Coordinate annotation records:
## begin

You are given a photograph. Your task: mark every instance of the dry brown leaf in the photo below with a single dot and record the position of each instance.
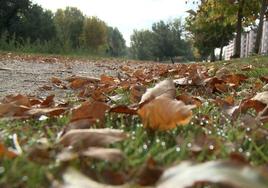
(56, 80)
(4, 152)
(49, 101)
(264, 79)
(189, 100)
(90, 110)
(164, 113)
(107, 80)
(124, 110)
(17, 100)
(165, 87)
(261, 97)
(229, 173)
(234, 79)
(136, 93)
(84, 138)
(51, 112)
(149, 173)
(9, 110)
(107, 154)
(73, 178)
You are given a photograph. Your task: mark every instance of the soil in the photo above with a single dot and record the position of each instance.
(27, 74)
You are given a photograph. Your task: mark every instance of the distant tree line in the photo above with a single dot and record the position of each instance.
(216, 22)
(163, 42)
(26, 25)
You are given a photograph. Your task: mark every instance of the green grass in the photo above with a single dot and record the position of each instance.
(223, 138)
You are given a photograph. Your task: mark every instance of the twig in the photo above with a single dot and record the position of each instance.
(16, 144)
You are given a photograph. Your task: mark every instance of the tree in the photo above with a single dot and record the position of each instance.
(94, 33)
(246, 15)
(142, 45)
(211, 27)
(263, 9)
(34, 24)
(167, 39)
(69, 26)
(163, 42)
(116, 42)
(11, 10)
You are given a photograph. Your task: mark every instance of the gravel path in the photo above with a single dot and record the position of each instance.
(25, 75)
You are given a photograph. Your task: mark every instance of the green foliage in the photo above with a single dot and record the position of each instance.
(211, 27)
(116, 42)
(142, 45)
(162, 43)
(94, 33)
(10, 10)
(69, 26)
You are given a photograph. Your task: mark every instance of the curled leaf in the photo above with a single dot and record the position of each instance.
(92, 137)
(164, 113)
(186, 175)
(165, 87)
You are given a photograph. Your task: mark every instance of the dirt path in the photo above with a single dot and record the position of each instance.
(27, 74)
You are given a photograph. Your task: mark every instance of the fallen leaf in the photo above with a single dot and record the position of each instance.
(17, 100)
(149, 173)
(92, 137)
(261, 97)
(232, 174)
(51, 112)
(107, 154)
(136, 93)
(107, 80)
(164, 113)
(73, 178)
(10, 110)
(124, 110)
(4, 152)
(165, 87)
(264, 79)
(49, 101)
(90, 110)
(56, 80)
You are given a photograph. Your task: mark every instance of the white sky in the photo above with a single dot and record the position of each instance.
(126, 15)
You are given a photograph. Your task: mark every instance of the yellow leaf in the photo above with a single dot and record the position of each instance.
(164, 113)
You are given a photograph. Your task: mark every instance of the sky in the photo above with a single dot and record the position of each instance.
(126, 15)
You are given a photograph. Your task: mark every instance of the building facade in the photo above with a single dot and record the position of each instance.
(248, 40)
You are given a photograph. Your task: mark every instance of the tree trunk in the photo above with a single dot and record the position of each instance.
(260, 27)
(212, 56)
(221, 53)
(172, 60)
(239, 29)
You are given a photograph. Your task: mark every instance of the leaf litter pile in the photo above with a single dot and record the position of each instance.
(185, 125)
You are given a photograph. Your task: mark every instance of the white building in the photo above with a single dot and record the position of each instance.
(248, 40)
(264, 43)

## end

Stated problem
Write out the stretch of the records from the line containing "of the building" through the end of the records, keeping every request line unchanged. Multiply each coordinate in the answers by 1.15, rounding to whole numbers with halves rounded up.

Complete response
You are given a photograph. Your task: mark every instance of the building facade in the photo above with a single dot and record the position of each instance.
(285, 46)
You are given a photograph. Your task: mark every instance of the tree trunk in the photo above with a single dot and record the position of each instance.
(299, 31)
(244, 64)
(254, 61)
(198, 69)
(275, 33)
You are given a photograph. Your task: mark every instance of the leaf litter pile in the photo above with a single dot and record the position of each instance.
(213, 144)
You are given a photograph. Your task: mark every instance of the white building in the photo above with a single dot and record the position of each instance.
(285, 46)
(304, 49)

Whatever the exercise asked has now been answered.